● **OBIETTIVO 1**
Trasforma in una tabella Markdown le righe dei dati di etichettatura comprese tra quella che contiene "like [(466, 288)]." e quella che contiene "[(496, 312)]", entrambe incluse, con le colonne "Numero" e "Testo" e senza le righe vuote.

━━━━━ TESTO DELLA PAGINA ━━━━━

Morale, secondo me: se Donadoni dovesse trovare la strada per evitare altre sconfitte di quelle che squagliano i calciatori, come quelle contro l'Atalanta o il Genoa, o altre imbarcate di gol come quelle contro Udinese e Milan – se insomma il Parma riuscisse ad arrivare vivo a gennaio, attaccato al gruppone di coda, la permanenza in Serie A diventerebbe un obiettivo impegnativo ma praticabile. A gennaio torneranno Cassani e Paletta, il mercato di riparazione potrebbe portare la mezzala e l'attaccante che servono: e d'altra parte nella mestizia generale della parte bassa della classifica non si vedono squadre così più forti e attrezzate del Parma. Il punto è che non tutti i pastrocchi si possono raddrizzare in corso d'opera, neppure con tutto il mestiere del mondo, e comunque non ogni anno: prima o poi arriva la stagione che non si fa improvvisare e questa al momento lo sembra. E Donadoni, che dopo la Nazionale ci ha messo parecchio per tornare a far parlar bene di sé, quanta voglia ha di lottare per restare in Serie A e magari uscirne male o farsi cacciare, il tutto per colpe in ultima istanza non sue?

━━━━━

● **OBIETTIVO 2**
Indica se ciascuna affermazione concorda con il testo della pagina, rispondendo sì o no e citando le parole decisive. (a) Cassani e Paletta torneranno a gennaio. (b) Il Parma ha subito molti gol contro la Juventus. (c) La permanenza in Serie A sarebbe un obiettivo facile.

━━━━━ DATI FORNITI ━━━━━

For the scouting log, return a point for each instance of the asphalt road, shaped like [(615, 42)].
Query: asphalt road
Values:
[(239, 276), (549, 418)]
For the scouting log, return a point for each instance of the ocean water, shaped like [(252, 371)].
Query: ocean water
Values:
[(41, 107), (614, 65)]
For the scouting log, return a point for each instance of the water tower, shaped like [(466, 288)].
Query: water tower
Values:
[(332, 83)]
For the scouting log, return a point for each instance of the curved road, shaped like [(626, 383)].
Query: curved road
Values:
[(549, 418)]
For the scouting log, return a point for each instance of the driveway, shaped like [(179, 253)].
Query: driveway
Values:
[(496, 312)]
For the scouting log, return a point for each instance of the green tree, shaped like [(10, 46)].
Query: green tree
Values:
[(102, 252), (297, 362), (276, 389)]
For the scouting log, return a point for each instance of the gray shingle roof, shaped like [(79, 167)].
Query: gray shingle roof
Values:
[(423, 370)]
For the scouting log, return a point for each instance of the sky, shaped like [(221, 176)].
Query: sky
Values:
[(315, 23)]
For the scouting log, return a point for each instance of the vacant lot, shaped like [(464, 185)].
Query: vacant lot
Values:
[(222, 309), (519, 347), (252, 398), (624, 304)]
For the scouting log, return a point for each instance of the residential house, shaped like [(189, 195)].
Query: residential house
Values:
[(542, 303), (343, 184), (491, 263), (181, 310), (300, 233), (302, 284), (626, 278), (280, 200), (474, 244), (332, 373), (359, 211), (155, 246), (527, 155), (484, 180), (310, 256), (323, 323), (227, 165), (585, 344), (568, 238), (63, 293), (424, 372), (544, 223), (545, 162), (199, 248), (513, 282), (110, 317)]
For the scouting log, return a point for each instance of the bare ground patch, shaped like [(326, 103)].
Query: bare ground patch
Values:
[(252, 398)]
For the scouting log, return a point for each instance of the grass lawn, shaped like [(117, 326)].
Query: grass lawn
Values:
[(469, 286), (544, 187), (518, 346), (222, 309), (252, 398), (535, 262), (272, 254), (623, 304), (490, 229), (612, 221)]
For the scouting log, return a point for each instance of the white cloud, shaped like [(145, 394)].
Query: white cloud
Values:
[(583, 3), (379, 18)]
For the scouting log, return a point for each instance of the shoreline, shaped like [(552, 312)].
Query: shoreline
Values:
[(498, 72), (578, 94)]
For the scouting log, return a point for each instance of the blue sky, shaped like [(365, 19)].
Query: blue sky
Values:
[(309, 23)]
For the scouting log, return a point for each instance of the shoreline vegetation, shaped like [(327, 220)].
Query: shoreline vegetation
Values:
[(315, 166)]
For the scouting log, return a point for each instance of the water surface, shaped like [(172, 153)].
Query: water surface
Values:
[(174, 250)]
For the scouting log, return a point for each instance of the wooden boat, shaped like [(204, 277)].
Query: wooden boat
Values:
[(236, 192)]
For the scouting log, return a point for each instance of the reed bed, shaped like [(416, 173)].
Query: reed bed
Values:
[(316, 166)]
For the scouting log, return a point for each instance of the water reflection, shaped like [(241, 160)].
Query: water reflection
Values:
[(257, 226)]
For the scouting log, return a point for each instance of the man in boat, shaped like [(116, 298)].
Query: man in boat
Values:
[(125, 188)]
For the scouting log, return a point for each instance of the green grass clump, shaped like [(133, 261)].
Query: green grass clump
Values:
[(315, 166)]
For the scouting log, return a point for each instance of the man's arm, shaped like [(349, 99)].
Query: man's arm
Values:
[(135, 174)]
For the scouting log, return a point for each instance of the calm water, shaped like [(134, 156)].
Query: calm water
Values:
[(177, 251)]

━━━━━

● **RISULTATO DELL'ESERCIZIO 1**
| Numero | Testo |
|---|---|
| 1 | For the scouting log, return a point for each instance of the water tower, shaped like [(466, 288)]. |
| 2 | Query: water tower |
| 3 | Values: |
| 4 | [(332, 83)] |
| 5 | For the scouting log, return a point for each instance of the curved road, shaped like [(626, 383)]. |
| 6 | Query: curved road |
| 7 | Values: |
| 8 | [(549, 418)] |
| 9 | For the scouting log, return a point for each instance of the driveway, shaped like [(179, 253)]. |
| 10 | Query: driveway |
| 11 | Values: |
| 12 | [(496, 312)] |

● **RISULTATO DELL'ESERCIZIO 2**
(a) Sì: "A gennaio torneranno Cassani e Paletta".
(b) No: "altre imbarcate di gol come quelle contro Udinese e Milan".
(c) No: "la permanenza in Serie A diventerebbe un obiettivo impegnativo ma praticabile".